■ **WHAT THE EXERCISE ASKS**
In the data that follows, find the line containing "Please detect the arched"; then quote that line and every line after it, exactly, through the last one.

## Start GIVEN RECORDS

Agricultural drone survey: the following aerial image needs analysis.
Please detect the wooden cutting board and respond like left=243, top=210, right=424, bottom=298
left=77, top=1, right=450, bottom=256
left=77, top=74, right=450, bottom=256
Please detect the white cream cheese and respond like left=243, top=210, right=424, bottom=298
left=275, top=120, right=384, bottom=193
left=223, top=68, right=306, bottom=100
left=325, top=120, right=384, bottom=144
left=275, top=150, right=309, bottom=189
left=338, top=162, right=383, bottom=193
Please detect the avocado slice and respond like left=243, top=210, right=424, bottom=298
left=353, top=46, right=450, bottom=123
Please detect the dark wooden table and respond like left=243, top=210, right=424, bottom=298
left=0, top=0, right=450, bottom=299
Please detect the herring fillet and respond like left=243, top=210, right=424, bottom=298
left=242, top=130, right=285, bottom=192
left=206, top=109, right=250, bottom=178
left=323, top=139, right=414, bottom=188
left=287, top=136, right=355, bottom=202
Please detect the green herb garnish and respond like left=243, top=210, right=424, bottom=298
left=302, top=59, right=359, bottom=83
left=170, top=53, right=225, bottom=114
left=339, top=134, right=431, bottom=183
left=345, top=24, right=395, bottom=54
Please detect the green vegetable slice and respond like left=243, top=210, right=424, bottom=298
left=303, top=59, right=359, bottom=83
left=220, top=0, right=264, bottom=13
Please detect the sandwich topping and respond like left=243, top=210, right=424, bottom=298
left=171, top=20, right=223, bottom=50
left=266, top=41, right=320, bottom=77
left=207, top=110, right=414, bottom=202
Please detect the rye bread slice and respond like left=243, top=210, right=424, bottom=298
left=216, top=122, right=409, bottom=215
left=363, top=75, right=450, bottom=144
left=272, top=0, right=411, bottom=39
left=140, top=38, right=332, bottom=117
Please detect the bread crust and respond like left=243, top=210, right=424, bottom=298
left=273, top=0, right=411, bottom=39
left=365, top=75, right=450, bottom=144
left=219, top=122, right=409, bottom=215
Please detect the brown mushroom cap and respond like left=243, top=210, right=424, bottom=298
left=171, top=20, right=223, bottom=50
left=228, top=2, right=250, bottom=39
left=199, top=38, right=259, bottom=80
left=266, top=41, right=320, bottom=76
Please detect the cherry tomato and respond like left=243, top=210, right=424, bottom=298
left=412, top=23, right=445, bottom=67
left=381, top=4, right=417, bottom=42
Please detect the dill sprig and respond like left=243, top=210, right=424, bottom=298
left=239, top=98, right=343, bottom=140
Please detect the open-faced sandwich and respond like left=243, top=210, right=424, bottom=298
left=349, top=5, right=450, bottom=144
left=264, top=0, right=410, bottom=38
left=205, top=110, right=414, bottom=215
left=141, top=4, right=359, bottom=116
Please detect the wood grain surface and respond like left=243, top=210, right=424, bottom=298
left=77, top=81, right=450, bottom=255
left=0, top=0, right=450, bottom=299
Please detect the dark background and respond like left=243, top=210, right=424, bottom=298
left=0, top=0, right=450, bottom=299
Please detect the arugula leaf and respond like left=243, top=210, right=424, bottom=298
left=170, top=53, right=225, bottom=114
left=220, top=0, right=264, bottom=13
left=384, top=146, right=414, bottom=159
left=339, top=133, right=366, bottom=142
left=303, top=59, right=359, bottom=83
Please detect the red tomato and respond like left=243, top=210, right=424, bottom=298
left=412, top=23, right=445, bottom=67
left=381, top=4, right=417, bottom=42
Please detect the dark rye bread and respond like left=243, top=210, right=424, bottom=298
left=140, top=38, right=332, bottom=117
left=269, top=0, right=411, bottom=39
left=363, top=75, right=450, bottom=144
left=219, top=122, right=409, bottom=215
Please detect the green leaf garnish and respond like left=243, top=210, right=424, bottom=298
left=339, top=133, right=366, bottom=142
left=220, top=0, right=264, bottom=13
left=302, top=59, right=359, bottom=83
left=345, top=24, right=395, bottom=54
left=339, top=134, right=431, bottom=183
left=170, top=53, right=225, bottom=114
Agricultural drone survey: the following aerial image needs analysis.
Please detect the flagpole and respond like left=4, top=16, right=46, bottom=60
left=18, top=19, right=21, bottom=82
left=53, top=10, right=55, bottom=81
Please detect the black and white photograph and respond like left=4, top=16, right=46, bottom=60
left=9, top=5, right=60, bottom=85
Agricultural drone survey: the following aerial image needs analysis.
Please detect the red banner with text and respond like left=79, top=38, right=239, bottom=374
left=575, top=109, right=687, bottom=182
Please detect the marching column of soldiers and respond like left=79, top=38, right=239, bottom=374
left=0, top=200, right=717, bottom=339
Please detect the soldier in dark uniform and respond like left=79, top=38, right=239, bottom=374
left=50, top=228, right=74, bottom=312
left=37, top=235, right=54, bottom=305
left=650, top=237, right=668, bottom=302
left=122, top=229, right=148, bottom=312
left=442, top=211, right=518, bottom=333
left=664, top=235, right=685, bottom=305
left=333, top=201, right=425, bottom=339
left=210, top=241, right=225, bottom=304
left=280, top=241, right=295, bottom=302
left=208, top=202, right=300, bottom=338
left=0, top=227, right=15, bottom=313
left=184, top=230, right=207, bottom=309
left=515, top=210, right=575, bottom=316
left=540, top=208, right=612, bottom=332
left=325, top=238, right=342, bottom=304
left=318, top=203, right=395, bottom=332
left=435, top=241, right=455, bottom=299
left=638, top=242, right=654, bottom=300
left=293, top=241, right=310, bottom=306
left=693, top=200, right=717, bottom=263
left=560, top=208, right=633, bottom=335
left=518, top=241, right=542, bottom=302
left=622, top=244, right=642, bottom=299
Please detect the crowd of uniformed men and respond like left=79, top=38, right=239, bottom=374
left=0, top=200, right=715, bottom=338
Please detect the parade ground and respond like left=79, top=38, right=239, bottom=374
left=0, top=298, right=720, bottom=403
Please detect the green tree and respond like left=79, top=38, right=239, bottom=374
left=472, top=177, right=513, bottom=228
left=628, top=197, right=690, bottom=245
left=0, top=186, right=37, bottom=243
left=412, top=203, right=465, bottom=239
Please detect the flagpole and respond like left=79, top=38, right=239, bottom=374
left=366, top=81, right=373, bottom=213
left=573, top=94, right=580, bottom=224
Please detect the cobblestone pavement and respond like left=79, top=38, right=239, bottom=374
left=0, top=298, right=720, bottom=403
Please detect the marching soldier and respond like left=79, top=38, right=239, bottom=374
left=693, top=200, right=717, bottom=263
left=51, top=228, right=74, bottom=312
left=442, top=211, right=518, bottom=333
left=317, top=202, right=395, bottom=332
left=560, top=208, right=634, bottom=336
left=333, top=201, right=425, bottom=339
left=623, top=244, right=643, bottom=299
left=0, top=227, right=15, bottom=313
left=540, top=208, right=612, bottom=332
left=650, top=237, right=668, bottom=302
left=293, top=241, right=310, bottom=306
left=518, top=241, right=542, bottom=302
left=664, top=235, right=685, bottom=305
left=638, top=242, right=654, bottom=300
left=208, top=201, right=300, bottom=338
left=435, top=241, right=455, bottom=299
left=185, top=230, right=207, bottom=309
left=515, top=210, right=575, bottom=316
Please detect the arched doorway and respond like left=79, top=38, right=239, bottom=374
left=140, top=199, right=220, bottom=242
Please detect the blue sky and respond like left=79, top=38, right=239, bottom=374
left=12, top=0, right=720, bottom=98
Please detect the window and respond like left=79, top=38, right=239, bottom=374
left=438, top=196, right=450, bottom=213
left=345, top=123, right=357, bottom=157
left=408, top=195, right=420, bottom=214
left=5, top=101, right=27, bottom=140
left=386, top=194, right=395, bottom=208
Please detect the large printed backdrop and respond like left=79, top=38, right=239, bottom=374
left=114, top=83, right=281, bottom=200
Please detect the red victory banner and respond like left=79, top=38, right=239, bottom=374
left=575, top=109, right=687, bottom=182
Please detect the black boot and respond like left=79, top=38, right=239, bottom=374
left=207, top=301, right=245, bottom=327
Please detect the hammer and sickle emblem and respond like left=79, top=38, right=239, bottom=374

## End GIVEN RECORDS

■ **FULL ANSWER**
Please detect the arched doorway and respond like left=79, top=38, right=239, bottom=374
left=140, top=199, right=220, bottom=242
Please detect the blue sky and respond like left=79, top=38, right=239, bottom=374
left=12, top=0, right=720, bottom=98
Please detect the window and respond like left=79, top=38, right=239, bottom=374
left=438, top=196, right=450, bottom=213
left=345, top=123, right=357, bottom=157
left=408, top=195, right=420, bottom=214
left=5, top=101, right=27, bottom=140
left=386, top=194, right=395, bottom=208
Please detect the large printed backdrop and respond like left=79, top=38, right=239, bottom=374
left=114, top=83, right=281, bottom=200
Please detect the red victory banner and respond like left=79, top=38, right=239, bottom=374
left=575, top=109, right=687, bottom=182
Please detect the black boot and respond like left=79, top=38, right=239, bottom=374
left=207, top=301, right=245, bottom=327
Please detect the hammer and sickle emblem and respond like left=79, top=38, right=239, bottom=374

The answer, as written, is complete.